### Your objective
Each line from the one holding "Point out the bus window" to the end of the data below must be output verbatim, with no other lines.

Extracted data entries
***

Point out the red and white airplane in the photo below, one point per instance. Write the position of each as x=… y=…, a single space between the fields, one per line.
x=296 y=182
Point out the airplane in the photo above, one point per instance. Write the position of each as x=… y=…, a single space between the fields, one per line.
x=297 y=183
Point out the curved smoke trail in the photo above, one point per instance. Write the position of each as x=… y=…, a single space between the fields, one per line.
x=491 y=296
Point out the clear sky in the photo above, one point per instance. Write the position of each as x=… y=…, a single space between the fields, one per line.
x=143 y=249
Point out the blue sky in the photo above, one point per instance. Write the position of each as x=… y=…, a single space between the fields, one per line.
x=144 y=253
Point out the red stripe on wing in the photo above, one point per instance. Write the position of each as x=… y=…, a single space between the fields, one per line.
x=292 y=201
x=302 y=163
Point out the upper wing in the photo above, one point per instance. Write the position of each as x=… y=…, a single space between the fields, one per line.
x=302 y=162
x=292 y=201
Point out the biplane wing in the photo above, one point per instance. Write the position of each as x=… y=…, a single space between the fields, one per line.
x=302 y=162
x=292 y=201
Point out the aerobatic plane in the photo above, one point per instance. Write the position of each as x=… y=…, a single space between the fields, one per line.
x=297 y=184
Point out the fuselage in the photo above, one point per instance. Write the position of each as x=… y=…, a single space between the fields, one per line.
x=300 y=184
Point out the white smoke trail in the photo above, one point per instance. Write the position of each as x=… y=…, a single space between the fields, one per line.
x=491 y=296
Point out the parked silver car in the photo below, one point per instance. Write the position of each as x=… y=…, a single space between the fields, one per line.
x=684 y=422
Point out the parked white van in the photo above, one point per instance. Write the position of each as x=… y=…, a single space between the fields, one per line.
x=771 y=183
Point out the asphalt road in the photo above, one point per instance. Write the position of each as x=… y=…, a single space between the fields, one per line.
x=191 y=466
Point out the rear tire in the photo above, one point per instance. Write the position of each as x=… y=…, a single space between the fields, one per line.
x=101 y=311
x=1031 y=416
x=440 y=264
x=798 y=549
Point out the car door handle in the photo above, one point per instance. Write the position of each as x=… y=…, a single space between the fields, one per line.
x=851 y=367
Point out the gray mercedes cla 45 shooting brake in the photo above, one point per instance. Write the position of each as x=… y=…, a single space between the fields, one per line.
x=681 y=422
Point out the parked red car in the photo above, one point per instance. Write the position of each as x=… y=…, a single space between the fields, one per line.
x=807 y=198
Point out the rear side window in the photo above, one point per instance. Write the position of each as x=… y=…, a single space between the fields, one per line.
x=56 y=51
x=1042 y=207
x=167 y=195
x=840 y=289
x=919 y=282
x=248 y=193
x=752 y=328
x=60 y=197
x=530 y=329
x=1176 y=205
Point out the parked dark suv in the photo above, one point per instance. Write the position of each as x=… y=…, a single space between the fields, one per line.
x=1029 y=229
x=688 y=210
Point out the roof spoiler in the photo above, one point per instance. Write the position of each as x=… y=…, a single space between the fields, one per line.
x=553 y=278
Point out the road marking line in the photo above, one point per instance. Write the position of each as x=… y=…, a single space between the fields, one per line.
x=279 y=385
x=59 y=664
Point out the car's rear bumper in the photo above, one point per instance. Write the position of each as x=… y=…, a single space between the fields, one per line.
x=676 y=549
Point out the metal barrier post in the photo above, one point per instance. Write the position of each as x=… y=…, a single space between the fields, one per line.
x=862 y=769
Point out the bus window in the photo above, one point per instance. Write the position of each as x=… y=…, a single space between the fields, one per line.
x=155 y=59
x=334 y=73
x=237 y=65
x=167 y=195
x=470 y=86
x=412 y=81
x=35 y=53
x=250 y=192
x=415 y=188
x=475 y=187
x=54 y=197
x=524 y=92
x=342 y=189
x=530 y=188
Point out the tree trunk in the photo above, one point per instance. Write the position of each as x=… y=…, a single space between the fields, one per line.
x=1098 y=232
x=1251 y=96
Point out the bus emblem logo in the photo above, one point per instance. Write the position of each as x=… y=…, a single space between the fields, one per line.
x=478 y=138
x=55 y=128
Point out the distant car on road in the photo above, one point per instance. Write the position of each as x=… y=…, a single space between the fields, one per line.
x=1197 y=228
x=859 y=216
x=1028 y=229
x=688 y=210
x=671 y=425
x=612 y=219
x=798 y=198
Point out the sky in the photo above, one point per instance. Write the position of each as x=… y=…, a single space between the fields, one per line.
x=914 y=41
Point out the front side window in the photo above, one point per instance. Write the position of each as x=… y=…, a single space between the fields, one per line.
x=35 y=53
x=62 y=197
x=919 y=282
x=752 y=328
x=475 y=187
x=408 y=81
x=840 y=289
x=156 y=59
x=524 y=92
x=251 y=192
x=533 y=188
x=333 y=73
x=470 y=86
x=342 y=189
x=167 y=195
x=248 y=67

***

### Task output
Point out the bus window in the photo above, one point per instance. Write the position of each as x=… y=…, a single space between the fields, one per line.
x=155 y=59
x=334 y=73
x=237 y=65
x=167 y=195
x=470 y=86
x=412 y=81
x=35 y=53
x=250 y=192
x=415 y=188
x=475 y=187
x=54 y=197
x=524 y=92
x=342 y=189
x=530 y=188
Point out the tree trunk in the photo above, one point per instance. Write the position of each as x=… y=…, a single space between the fields, one per line.
x=1098 y=232
x=1251 y=96
Point out the bus emblem logo in the photo above, one point per instance. Write the position of each as x=… y=…, a single space between the fields, one per line.
x=478 y=138
x=55 y=128
Point out the distant car on road in the photo above, one point per instance. Write the position of each as x=… y=…, a single space between the fields, one per line.
x=1197 y=228
x=859 y=216
x=1028 y=229
x=688 y=210
x=671 y=425
x=612 y=219
x=798 y=198
Point out the sky in the photo above, one point per instance. Write the position of each as x=… y=…, a single space between the fields, one per line.
x=914 y=41
Point out the front side window in the photo above, one point per instance. Write the position of each as x=… y=…, a single space between the fields, one per line.
x=35 y=53
x=62 y=197
x=919 y=282
x=752 y=328
x=475 y=187
x=408 y=81
x=840 y=289
x=156 y=59
x=524 y=92
x=251 y=192
x=533 y=188
x=333 y=73
x=470 y=86
x=342 y=189
x=167 y=195
x=248 y=67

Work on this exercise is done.